:: Bagian Teks ::
++++++++++

Pertama-tama saya ucapkan terima
kasih kepada Tuhan yg telah memberi saya kesempatan untuk membantu penelitian
teman saya yg bertema pernikahan. Sesungguhnya ini adalah sebuah momen yg
membuat saya “tertampar2” dengan konsep cinta. Awalnya saya sempat krik…krik….
karena merasa salah masuk ruangan. “Oh yah semua orang yg hadir di tempat ini
sudah menikah. Hanya saya dan segelintir teman (yg terlibat dlm penelitian itu)
yg belum menikah.” Hmm ya ya, bisa jadi ajang kajian pranikah nih, kajian
pranikah secara psikologi.
Tugas saya di situ tidak banyak,
hanya menjadi observer yg mengamati proses yg berlangsung serta perilaku
partisipan. Dari awal pembicara memberikan materi, saya sudah merasa aura yg
“tidak biasa”. Ini adalah tema yg menarik, sangat menarik bagi orang yg belum
menikah, dan tidak pernah ketinggalan jaman pula bagi orang yg sudah menikah,
bahkan hingga usia pernikahannya memasuki usia “setua” apapun.
Saya hanya sempat mengikuti tiga
kali sesi diantara sesi-sesi pelatihan yg ada, tapi itu sudah membuat saya
feeling touched. Terkadang saya pun menjadi tidak fokus dengan tugas saya
dikarenakan terhanyut dalam suasana. Berkali-kali harus mengingatkan diri, “Ayo
Ima, centering… centering… Peran kamu di sini adalah observer, bukan peserta.”

++++++++++

Contoh pelabelan titik
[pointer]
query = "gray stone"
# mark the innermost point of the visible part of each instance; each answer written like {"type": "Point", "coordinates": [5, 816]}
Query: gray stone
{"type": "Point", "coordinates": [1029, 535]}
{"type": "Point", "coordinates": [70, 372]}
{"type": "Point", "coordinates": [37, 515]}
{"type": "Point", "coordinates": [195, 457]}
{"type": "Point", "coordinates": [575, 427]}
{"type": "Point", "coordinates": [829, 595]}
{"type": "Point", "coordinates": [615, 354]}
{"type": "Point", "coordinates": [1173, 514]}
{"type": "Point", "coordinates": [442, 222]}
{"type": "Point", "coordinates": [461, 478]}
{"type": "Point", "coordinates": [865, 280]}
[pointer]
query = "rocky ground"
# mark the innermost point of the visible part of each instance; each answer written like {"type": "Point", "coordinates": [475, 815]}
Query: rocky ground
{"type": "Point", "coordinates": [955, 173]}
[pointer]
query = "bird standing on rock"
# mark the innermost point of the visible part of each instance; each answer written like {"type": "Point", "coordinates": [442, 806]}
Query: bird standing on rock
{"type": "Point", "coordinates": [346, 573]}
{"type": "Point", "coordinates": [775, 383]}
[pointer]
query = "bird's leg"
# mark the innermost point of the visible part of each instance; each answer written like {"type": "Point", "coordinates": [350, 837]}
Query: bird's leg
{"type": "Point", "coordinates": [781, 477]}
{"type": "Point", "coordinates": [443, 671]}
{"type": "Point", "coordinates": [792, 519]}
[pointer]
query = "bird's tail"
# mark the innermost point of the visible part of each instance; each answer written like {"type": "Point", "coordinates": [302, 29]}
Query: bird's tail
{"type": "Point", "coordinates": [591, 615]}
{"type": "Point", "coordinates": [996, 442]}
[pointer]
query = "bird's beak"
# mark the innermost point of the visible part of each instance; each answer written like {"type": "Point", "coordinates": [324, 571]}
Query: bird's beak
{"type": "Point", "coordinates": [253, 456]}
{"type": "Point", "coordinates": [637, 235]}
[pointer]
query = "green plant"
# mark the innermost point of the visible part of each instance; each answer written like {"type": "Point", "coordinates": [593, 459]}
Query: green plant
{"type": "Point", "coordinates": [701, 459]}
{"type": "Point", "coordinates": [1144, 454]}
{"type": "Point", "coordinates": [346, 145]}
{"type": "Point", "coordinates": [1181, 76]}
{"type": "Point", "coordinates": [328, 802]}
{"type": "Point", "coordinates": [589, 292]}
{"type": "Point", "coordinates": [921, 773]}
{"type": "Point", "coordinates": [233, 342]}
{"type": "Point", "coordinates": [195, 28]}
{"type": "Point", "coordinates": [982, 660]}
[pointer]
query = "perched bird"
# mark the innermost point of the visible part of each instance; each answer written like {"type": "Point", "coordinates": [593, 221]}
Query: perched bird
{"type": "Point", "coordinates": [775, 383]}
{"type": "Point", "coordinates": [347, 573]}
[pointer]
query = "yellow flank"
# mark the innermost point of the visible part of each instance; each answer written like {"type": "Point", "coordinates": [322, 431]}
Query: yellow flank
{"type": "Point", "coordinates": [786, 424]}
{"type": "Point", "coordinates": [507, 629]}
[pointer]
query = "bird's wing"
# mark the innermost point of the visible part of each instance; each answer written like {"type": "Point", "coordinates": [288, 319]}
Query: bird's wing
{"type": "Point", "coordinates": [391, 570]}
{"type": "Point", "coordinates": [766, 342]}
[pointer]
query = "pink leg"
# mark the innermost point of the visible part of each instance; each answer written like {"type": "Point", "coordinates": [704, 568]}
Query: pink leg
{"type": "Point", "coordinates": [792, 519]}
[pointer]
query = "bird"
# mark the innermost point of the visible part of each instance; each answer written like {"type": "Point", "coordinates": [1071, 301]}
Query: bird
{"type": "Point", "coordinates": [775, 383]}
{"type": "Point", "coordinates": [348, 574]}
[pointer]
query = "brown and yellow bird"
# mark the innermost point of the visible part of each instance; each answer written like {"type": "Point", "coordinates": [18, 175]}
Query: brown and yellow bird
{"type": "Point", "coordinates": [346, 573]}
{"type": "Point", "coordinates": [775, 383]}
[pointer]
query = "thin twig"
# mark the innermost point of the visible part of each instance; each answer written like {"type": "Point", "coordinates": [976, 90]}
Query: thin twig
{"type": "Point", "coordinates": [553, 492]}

++++++++++

:: Hal yang Dikerjakan ::
(1) Menurut bagian teks, apa tugas penulis dalam penelitian bertema pernikahan itu?
(2) Jelaskan mengapa penulis sempat merasa salah masuk ruangan, sesuai dengan bagian teks.
(3) Tolong salin bagian teks dari "karena merasa salah" sampai "dlm penelitian itu)".

:: Daftar Jawaban ::
(1) Menjadi observer yang mengamati proses yang berlangsung serta perilaku partisipan.

(2) Penulis merasa salah masuk ruangan karena semua orang yang hadir di tempat itu sudah menikah. Hanya penulis dan segelintir teman yang terlibat dalam penelitian itu yang belum menikah.

(3)
karena merasa salah masuk ruangan. “Oh yah semua orang yg hadir di tempat ini
sudah menikah. Hanya saya dan segelintir teman (yg terlibat dlm penelitian itu)